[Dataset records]
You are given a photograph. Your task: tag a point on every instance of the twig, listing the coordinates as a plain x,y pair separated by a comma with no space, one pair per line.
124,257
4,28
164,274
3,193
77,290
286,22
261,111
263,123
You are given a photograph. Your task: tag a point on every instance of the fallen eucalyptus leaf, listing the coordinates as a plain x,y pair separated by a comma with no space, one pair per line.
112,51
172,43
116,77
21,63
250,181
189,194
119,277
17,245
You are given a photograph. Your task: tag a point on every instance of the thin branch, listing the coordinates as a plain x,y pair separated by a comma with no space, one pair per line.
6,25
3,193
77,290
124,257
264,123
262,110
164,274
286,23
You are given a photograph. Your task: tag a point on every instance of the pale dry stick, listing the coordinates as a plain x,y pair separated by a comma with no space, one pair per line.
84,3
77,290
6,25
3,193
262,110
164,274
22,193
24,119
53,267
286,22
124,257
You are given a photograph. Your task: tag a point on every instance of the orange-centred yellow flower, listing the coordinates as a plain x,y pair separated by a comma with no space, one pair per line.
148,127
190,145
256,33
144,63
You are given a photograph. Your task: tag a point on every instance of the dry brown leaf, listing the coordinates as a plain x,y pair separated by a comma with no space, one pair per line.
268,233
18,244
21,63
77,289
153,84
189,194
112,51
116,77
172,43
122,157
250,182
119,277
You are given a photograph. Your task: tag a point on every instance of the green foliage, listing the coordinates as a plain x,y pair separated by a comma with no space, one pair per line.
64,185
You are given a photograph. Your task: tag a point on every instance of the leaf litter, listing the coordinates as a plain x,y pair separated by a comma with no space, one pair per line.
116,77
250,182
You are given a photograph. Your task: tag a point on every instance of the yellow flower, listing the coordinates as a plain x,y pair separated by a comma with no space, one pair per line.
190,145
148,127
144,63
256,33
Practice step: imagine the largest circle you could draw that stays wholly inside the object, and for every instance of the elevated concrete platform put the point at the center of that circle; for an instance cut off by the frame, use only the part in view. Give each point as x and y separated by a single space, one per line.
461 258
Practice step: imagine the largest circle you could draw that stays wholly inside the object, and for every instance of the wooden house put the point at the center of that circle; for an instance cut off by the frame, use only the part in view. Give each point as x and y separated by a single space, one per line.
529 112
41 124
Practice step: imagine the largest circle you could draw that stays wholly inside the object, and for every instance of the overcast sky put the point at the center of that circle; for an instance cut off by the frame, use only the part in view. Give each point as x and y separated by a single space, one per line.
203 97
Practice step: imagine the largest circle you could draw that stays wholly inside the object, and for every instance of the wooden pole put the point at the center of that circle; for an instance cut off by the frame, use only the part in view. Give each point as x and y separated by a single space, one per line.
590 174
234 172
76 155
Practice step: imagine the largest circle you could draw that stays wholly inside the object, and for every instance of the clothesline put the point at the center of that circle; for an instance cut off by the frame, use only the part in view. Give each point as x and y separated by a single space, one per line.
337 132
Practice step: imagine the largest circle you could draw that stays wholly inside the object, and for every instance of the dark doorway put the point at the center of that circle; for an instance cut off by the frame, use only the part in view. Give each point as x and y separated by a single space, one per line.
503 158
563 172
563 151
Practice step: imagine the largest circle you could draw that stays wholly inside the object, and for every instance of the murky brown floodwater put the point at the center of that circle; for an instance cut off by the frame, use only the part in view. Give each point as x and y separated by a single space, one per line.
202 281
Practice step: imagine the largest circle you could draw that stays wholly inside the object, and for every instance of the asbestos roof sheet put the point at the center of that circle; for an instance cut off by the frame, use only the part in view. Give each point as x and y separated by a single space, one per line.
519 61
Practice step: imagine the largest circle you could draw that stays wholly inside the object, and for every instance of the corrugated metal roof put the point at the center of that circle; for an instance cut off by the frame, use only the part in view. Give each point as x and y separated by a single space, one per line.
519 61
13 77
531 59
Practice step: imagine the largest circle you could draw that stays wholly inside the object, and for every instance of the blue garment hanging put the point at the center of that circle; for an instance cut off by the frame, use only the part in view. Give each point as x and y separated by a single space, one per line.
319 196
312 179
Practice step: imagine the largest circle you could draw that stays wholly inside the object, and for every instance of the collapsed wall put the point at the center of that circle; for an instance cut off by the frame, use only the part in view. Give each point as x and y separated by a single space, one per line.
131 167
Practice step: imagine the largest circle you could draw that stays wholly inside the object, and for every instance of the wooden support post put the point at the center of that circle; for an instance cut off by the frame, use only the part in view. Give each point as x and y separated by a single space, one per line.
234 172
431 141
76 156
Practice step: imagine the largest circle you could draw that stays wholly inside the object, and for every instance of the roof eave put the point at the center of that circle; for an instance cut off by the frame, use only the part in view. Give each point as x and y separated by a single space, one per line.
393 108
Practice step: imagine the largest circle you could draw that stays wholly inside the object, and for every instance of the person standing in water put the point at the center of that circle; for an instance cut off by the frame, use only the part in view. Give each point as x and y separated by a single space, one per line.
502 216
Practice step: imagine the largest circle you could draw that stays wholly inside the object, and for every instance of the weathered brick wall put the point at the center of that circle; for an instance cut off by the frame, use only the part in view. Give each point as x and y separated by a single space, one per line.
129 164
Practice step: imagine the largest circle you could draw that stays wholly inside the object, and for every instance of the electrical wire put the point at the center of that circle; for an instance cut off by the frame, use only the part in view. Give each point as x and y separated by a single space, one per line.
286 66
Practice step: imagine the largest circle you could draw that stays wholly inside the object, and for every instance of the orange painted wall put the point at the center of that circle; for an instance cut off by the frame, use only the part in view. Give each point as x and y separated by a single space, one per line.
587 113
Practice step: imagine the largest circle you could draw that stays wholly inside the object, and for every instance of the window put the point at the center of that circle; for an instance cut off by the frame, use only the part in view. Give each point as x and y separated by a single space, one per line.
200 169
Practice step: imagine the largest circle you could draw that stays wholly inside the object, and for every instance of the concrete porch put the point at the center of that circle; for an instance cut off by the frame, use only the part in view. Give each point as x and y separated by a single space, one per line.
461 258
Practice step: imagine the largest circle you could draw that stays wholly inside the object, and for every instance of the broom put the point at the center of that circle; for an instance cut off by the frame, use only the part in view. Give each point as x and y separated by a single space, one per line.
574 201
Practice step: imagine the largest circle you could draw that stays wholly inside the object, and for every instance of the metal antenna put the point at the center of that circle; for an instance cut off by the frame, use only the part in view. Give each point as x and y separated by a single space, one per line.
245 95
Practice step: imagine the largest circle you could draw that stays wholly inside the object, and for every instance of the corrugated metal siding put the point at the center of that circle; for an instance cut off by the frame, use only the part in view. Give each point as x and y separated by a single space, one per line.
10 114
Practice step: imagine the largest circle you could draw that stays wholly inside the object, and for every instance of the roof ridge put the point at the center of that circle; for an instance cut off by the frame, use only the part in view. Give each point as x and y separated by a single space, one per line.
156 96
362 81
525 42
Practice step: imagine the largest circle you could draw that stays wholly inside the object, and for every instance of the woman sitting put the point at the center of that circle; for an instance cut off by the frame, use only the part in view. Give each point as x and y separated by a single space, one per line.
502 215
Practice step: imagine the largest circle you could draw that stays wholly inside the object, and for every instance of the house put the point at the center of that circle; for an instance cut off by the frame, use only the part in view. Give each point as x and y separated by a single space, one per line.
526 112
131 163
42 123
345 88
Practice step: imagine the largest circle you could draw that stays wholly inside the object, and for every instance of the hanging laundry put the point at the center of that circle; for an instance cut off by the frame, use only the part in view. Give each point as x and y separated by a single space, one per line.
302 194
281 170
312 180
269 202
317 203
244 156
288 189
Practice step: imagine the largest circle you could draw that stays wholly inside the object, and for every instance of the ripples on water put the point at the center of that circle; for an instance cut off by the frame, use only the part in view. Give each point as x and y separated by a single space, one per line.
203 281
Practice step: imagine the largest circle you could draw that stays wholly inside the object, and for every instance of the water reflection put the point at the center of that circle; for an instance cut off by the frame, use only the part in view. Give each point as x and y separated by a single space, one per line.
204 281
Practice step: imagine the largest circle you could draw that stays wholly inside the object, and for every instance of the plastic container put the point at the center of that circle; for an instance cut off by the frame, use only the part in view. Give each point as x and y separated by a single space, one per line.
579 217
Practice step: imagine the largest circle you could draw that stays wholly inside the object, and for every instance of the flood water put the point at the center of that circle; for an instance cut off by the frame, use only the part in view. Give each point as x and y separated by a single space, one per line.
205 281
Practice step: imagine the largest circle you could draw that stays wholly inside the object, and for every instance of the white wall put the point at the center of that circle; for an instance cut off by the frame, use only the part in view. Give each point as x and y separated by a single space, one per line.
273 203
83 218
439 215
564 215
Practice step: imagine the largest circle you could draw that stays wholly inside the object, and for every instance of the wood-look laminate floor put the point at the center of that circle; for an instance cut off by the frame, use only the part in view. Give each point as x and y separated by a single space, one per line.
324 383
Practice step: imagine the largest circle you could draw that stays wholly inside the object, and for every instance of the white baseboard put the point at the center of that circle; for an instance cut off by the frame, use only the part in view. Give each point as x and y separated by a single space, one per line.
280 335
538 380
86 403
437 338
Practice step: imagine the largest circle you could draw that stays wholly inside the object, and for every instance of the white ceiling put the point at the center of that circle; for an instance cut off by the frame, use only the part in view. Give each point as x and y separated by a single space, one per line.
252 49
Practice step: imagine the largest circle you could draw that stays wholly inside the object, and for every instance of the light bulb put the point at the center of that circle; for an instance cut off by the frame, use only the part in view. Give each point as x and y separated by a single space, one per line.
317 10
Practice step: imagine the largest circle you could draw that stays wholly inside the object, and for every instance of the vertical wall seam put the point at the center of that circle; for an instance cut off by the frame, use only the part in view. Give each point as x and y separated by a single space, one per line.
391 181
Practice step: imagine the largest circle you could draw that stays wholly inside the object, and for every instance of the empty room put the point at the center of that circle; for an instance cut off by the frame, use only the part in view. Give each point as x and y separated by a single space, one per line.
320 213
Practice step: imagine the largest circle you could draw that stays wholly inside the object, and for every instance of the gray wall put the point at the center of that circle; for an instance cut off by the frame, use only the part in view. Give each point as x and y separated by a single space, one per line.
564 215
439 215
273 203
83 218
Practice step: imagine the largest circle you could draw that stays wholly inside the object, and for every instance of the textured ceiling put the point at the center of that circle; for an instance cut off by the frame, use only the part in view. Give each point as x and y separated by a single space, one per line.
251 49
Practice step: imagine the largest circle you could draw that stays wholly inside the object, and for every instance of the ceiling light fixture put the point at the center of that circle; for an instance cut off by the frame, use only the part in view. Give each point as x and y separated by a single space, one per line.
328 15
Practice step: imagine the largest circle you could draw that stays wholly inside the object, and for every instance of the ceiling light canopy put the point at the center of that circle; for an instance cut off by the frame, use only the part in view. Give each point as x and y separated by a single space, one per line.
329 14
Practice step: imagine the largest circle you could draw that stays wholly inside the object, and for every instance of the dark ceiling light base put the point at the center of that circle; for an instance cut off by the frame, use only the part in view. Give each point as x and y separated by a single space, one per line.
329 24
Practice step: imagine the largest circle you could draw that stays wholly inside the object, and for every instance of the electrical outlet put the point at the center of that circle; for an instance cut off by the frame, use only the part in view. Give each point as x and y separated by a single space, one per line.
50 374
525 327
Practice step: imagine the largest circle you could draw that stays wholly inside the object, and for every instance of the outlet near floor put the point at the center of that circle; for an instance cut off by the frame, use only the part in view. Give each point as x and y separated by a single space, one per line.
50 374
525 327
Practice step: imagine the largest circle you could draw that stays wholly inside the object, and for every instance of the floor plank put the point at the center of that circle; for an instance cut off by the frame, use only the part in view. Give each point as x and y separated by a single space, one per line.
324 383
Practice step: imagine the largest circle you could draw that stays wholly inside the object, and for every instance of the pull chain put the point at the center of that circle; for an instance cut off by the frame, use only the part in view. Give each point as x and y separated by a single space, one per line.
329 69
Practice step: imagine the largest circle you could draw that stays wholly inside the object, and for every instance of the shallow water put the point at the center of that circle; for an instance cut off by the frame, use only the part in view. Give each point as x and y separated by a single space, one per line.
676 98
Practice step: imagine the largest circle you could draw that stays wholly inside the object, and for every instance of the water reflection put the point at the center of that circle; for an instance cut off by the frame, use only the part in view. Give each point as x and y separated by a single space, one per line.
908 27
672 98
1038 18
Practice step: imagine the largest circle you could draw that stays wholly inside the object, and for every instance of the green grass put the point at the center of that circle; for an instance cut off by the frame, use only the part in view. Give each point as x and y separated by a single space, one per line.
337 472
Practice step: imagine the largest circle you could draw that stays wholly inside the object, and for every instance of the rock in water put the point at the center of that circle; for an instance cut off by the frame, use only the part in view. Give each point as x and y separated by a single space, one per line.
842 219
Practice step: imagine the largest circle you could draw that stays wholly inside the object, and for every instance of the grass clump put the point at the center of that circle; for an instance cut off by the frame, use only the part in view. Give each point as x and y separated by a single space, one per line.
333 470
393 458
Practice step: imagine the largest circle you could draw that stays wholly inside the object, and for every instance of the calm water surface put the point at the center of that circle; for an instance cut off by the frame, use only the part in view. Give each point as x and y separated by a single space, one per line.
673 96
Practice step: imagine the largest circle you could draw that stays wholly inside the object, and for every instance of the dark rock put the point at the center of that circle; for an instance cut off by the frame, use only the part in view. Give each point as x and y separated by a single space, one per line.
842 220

THE PROBLEM:
Repeat exactly, and only, the lines from the line containing "of the calm" through the last line of the records above, both included.

SOLUTION TO THIS PROBLEM:
Practice step: imagine the largest circle you could draw that stays wholly inside the object, and for every instance of the calm water surface put the point at the center of that circle; for an instance cut off by the frame, use only the part in view. Give each point as x and y separated by a single space, one per line.
673 96
Practice step: imagine the largest circle you could draw that stays wholly inside the object, and for every instance of the dark rock put the point at the center of that circle; for an instance cut off by the frame, use only the part in view. Give each point as x and y separated by a single space, one per line.
842 220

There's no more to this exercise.